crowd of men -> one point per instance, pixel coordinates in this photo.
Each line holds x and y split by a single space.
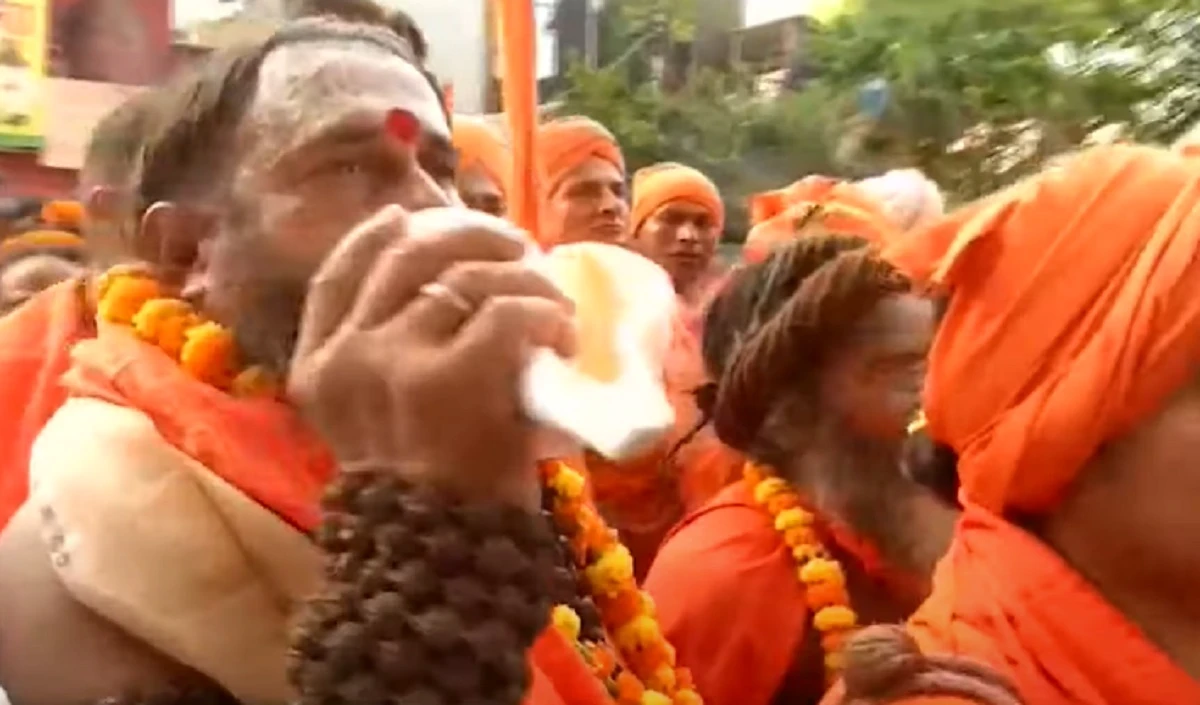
261 439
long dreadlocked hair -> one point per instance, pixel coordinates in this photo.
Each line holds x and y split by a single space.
777 320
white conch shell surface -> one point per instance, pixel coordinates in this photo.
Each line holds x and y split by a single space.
610 397
622 411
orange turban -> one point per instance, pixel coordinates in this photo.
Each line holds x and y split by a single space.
1074 313
846 209
481 144
670 182
564 144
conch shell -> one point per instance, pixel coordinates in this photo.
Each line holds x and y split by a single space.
610 397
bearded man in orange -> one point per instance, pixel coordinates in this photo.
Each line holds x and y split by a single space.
35 341
178 395
582 182
1065 377
820 353
779 216
485 164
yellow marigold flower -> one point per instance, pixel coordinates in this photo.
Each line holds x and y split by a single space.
639 633
835 616
124 296
765 489
611 572
568 483
822 570
255 381
648 606
567 621
793 518
165 323
804 553
208 354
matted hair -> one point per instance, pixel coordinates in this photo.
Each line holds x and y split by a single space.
201 109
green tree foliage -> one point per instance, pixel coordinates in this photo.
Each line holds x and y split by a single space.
981 91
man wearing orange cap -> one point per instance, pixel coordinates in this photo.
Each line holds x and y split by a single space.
1065 377
777 216
485 164
677 221
582 182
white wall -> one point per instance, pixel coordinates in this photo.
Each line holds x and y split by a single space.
457 35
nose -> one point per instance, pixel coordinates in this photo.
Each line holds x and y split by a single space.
688 234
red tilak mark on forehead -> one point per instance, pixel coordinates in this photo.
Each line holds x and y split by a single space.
402 125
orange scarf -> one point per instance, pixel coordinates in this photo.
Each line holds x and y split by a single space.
35 344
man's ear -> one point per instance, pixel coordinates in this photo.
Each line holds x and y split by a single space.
171 237
105 204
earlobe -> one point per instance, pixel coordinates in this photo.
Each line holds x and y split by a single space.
169 237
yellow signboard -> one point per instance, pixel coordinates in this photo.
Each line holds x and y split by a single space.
23 31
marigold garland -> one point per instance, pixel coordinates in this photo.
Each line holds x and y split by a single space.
825 582
639 666
637 669
204 349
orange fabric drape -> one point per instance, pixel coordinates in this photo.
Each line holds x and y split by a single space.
35 345
517 36
1074 314
263 449
481 145
846 209
730 601
669 182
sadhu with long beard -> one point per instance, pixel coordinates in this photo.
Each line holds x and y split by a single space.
819 351
335 124
1063 375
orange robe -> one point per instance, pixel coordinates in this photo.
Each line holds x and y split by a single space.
730 601
263 449
35 345
645 496
1055 341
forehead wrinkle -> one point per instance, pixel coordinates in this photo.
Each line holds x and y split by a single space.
304 89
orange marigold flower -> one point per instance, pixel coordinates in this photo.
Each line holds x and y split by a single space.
781 502
821 570
567 621
826 595
804 553
255 381
768 488
611 572
663 679
604 662
629 688
165 323
837 616
208 354
124 296
683 679
621 608
640 633
799 536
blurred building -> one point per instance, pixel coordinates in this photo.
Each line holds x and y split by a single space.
69 62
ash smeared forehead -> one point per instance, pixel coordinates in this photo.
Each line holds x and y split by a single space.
305 88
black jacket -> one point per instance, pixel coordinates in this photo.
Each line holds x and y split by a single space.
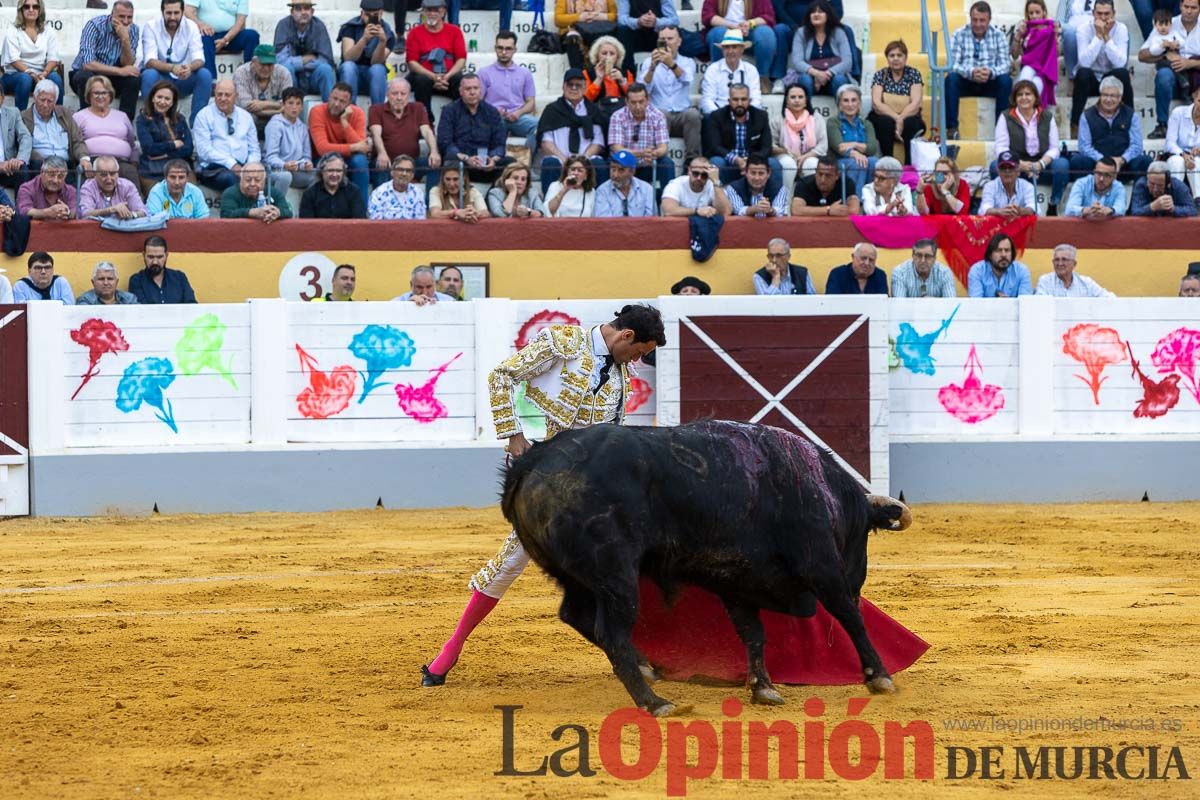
719 133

----------------------------------------

### Exercise requirements
Could you render everything from the line containing "orange robe ->" down to the end of the material as a JSON list of strings, one string per line, with blank lines dropped and the pictures left out?

### Solution below
[
  "orange robe -> one point per instance, pixel coordinates in this photo.",
  "Each line holds x and y split by a single space.",
  "730 601",
  "263 449",
  "35 345",
  "645 496",
  "1055 341",
  "forehead wrinkle -> one point per instance, pixel coordinates in this photo.",
  "Each line holds x and y split by a single space.",
  "304 89",
  "orange marigold flower -> one point per instance, pixel coordinates in this photo.",
  "Each line holds x and y split by a single space.",
  "781 502",
  "821 570",
  "567 621",
  "826 595",
  "804 553",
  "255 381",
  "768 488",
  "611 572",
  "663 679",
  "604 662",
  "629 688",
  "165 323",
  "837 616",
  "208 354",
  "124 296",
  "683 679",
  "621 608",
  "640 633",
  "799 536",
  "blurred building -> one point per instance, pixel coordinates in this photo.",
  "Each line holds x and y split by a single space.",
  "69 62",
  "ash smeared forehead -> one point per instance, pixel coordinates in this photo.",
  "Each line holds x and y split by a single space.",
  "305 88",
  "black jacket -> one point per instance, pixel coordinates in this photo.",
  "Each line holds x and y split by a single space.",
  "719 133"
]